§ **DATA RECORDS**:
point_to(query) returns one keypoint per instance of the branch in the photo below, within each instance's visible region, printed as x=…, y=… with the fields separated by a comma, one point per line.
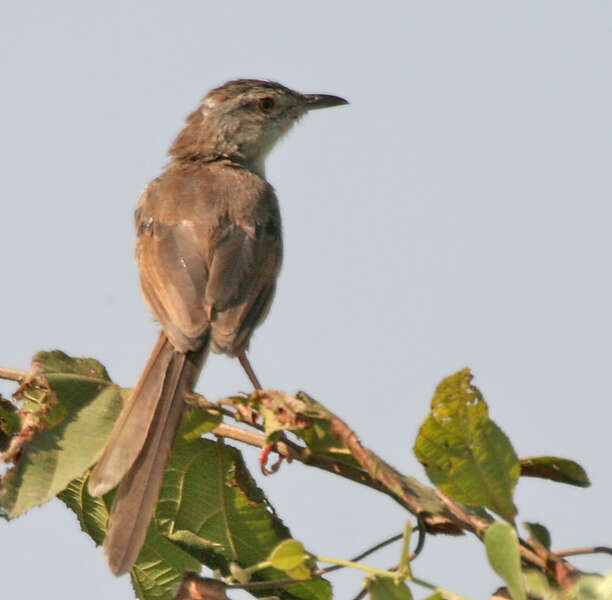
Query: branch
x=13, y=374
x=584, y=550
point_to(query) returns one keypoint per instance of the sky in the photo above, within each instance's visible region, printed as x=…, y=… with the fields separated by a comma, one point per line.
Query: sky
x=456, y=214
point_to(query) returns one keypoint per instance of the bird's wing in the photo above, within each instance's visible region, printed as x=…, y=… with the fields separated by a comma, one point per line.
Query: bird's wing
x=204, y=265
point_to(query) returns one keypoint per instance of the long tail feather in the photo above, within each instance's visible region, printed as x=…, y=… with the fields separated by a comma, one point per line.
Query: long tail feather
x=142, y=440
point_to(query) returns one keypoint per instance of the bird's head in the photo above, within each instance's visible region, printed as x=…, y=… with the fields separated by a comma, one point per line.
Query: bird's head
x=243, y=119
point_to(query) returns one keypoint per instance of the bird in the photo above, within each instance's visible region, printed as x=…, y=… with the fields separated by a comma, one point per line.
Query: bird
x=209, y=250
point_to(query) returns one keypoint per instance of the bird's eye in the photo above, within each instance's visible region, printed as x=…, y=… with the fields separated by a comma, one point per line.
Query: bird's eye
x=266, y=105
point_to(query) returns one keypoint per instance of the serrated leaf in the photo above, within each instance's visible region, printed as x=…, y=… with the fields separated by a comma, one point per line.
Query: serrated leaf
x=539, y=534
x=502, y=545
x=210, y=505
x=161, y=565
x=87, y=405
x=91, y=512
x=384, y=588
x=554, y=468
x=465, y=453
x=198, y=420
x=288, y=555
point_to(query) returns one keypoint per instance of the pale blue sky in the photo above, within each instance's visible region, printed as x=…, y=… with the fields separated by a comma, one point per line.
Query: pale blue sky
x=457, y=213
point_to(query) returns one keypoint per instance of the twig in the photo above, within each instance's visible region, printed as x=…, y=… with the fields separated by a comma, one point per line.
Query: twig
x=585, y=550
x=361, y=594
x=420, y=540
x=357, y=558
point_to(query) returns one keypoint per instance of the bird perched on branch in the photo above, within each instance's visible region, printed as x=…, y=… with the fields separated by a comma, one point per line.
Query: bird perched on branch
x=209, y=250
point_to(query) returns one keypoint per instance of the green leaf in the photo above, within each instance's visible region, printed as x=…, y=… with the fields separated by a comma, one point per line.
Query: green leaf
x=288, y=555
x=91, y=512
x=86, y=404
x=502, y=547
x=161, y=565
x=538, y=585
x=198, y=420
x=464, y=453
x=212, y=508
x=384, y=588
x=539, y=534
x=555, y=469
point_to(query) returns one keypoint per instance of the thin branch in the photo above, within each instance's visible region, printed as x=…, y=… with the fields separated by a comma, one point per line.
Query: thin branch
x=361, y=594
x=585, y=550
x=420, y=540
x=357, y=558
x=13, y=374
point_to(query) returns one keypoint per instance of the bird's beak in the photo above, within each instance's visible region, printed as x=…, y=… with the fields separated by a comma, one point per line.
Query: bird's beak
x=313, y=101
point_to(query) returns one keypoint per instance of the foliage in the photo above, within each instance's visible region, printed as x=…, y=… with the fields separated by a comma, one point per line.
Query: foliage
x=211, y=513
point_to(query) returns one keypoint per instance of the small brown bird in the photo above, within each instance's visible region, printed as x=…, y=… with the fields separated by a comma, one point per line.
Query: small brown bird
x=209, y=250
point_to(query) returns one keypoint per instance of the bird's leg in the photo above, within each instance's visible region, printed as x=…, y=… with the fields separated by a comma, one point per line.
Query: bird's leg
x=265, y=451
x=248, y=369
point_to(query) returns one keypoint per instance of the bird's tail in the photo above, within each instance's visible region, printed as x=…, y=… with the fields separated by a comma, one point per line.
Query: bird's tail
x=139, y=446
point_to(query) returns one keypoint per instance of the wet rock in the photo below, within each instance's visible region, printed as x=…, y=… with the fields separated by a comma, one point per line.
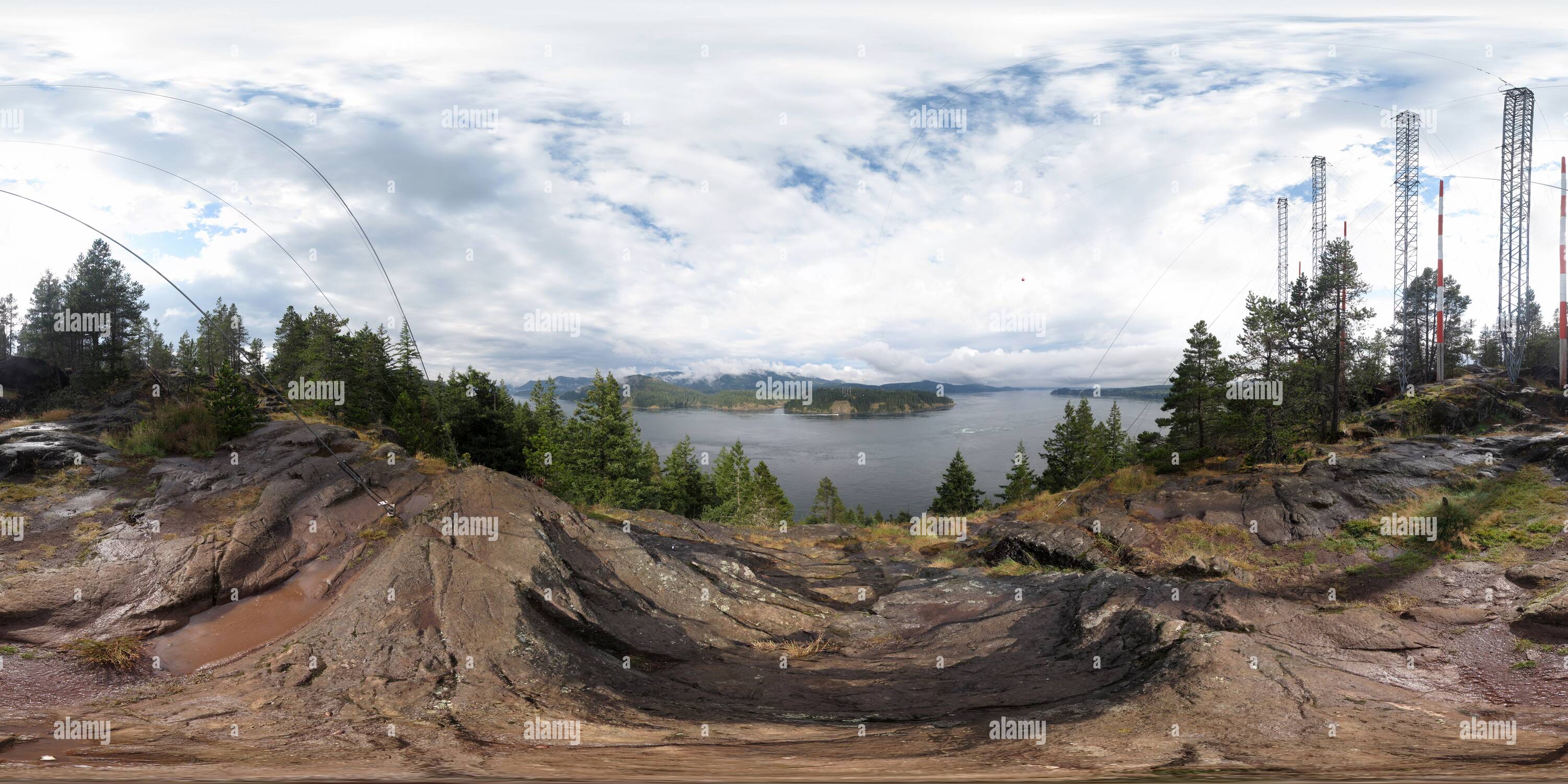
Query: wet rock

§ **THE PROBLEM**: Using the material, show each line where the string "rock" can be found.

§ **SOLUTION FOR THIS EXERCISE**:
point_to(query) returns one keypoint per instance of the wet rock in the photo below, within each instance's visible region, printed as x=…, y=… with the fields separated by a comma, one point per line.
Query: wet rock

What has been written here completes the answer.